• **Data rows**
········

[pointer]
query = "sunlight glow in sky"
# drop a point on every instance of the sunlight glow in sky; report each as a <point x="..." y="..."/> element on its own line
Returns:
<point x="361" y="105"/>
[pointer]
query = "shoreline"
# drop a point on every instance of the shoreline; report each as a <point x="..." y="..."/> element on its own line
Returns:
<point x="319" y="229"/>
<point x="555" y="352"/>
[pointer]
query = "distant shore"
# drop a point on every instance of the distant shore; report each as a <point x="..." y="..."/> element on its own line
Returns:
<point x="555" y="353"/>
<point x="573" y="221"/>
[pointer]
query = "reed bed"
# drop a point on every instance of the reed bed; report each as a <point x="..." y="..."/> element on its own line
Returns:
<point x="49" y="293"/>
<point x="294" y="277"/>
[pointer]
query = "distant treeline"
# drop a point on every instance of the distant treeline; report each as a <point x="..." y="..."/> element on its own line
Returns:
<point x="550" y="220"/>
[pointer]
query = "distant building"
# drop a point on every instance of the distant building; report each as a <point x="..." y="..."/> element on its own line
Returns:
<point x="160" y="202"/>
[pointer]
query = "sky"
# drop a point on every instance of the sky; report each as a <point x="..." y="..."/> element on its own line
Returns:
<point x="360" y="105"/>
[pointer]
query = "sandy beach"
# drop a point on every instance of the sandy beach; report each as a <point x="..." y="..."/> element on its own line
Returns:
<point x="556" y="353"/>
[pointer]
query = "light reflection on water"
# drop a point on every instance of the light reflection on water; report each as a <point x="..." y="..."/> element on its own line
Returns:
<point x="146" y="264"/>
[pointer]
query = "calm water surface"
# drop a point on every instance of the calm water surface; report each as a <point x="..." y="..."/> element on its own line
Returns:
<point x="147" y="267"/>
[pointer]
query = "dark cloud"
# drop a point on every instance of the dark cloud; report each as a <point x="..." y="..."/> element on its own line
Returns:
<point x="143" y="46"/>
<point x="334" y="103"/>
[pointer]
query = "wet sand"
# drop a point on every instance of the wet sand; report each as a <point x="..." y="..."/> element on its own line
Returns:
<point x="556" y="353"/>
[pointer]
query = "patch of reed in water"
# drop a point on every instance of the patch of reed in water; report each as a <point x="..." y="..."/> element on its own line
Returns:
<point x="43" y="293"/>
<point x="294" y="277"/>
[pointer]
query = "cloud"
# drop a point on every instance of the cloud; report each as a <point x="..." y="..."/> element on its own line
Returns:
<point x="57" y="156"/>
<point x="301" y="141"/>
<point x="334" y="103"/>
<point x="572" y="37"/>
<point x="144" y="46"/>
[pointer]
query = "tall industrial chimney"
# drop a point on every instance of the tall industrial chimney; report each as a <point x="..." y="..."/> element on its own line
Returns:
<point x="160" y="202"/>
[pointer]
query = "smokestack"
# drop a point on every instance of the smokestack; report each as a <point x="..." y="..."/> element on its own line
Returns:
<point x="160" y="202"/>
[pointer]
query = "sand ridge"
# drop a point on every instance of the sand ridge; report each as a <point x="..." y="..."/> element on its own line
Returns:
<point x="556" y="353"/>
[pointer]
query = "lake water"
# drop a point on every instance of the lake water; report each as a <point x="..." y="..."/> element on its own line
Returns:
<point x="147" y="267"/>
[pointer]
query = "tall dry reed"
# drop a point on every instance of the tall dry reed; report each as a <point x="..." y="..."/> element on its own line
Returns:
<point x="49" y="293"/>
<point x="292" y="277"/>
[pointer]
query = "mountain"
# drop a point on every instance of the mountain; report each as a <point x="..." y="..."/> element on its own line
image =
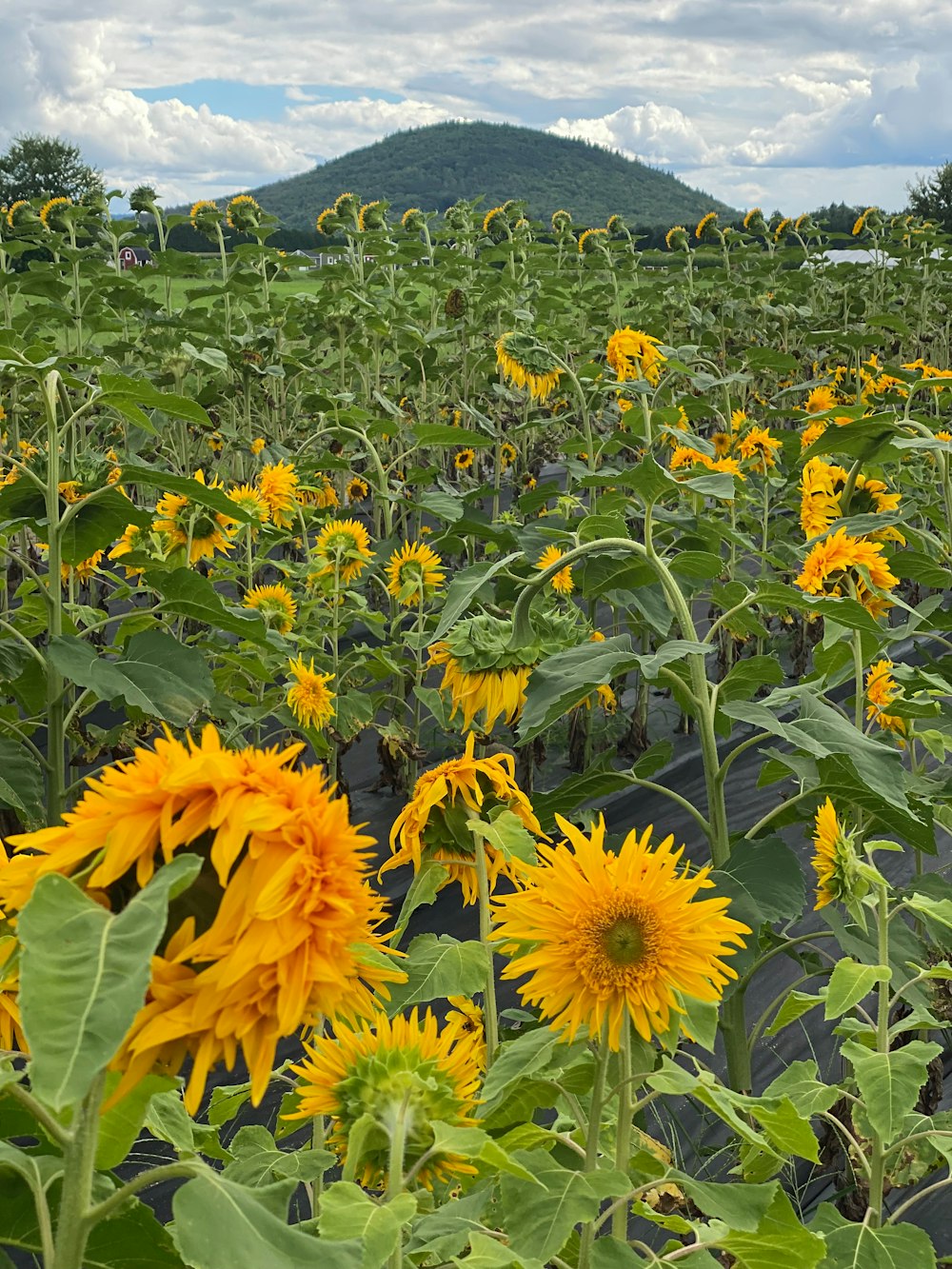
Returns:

········

• **Exercise prompt**
Repeat the records above exactly, omitting every picture.

• **Problem solution**
[pointer]
query = "sunlight glow in sky"
# drop a point on every instance of the sunlight glow in sky; report each as a <point x="..." y="..."/> element on its own line
Returns:
<point x="361" y="105"/>
[pointer]
query = "shoreline"
# drop a point on every instance of the shoreline; report each as a <point x="..." y="..."/> element on its own line
Returns:
<point x="319" y="229"/>
<point x="555" y="352"/>
[pointer]
query = "distant shore"
# drop a point on every instance of the distant shore; report each as a <point x="..." y="..."/> element on its own line
Returns:
<point x="555" y="353"/>
<point x="573" y="221"/>
[pointer]
query = "reed bed"
# drop a point on every instance of the reed bed; report each as a <point x="..." y="..."/> element on its own line
Returns:
<point x="49" y="293"/>
<point x="294" y="277"/>
[pointer]
query = "distant treeline"
# drop a point on every instance of the distant treeline; report each as a <point x="..." y="..."/> element on its own line
Returns:
<point x="550" y="220"/>
[pointer]
query = "distant building"
# drop a point on every instance of the distant building; report each as a <point x="..." y="..."/> element on its own line
Returns:
<point x="160" y="202"/>
[pointer]
query = "sky"
# drop a point on every instance of the sky; report each as a <point x="..." y="..."/> element on its own line
Returns:
<point x="360" y="105"/>
[pointer]
query = "sandy beach"
# drop a point on every instance of the sandy beach; report each as a <point x="..." y="..."/> element on its own line
Returns:
<point x="556" y="353"/>
[pointer]
query = "light reflection on water"
# drop a point on every instance of the light reflection on water; report each as a <point x="..." y="..."/> element on its own line
Returns:
<point x="146" y="264"/>
[pointer]
query = "calm water surface"
# drop a point on every instance of the calm water surface; report each as a <point x="..." y="..."/> element on its own line
Returns:
<point x="147" y="267"/>
[pointer]
query = "dark cloud"
# drop a point on every instance of the dark cloud; report each as a <point x="..." y="..."/> element on its own line
Returns:
<point x="143" y="46"/>
<point x="334" y="103"/>
[pointer]
query = "wet sand"
# drop a point on every instance of the wet sand; report each as a <point x="..." y="..."/> element on its own line
Returns:
<point x="556" y="353"/>
[pointer]
query = "patch of reed in water"
# drop a point on every instance of the patch of reed in water; report each as a <point x="..." y="..."/> element on its own line
Returns:
<point x="43" y="293"/>
<point x="294" y="277"/>
[pointer]
query = "cloud"
# drop a point on every instance of the cloud; report each as a <point x="..." y="..."/> element on its own line
Returns:
<point x="57" y="156"/>
<point x="301" y="141"/>
<point x="334" y="103"/>
<point x="572" y="37"/>
<point x="144" y="46"/>
[pointer]
query = "tall industrial chimney"
# drop a point on every instance of the tall industrial chimney; report each as a <point x="..." y="..."/> element on its own line
Returns:
<point x="160" y="202"/>
[pointer]
query = "smokestack"
# drop a point on every instance of the smokestack; report each as a <point x="..." y="..."/> element on its own line
Returns:
<point x="160" y="202"/>
[pointer]
query = "sand ridge"
# drop a point on every instance of the sand ridge; report each as a <point x="..." y="..."/> element on its own line
Returns:
<point x="556" y="353"/>
[pointer]
query = "lake water"
# drop a point on every instance of the lake water; report each as a <point x="..." y="..."/> element on its own line
Returns:
<point x="147" y="267"/>
[pointer]
query = "tall dry reed"
# drop a point on every instance of the tall dry reed; report each as a <point x="..." y="..."/> element on its own line
Returns:
<point x="49" y="293"/>
<point x="292" y="277"/>
[pointer]
query = "mountain"
# drop a point on every instance of the mountain; report each as a <point x="..." y="..."/> element on its own line
image =
Returns:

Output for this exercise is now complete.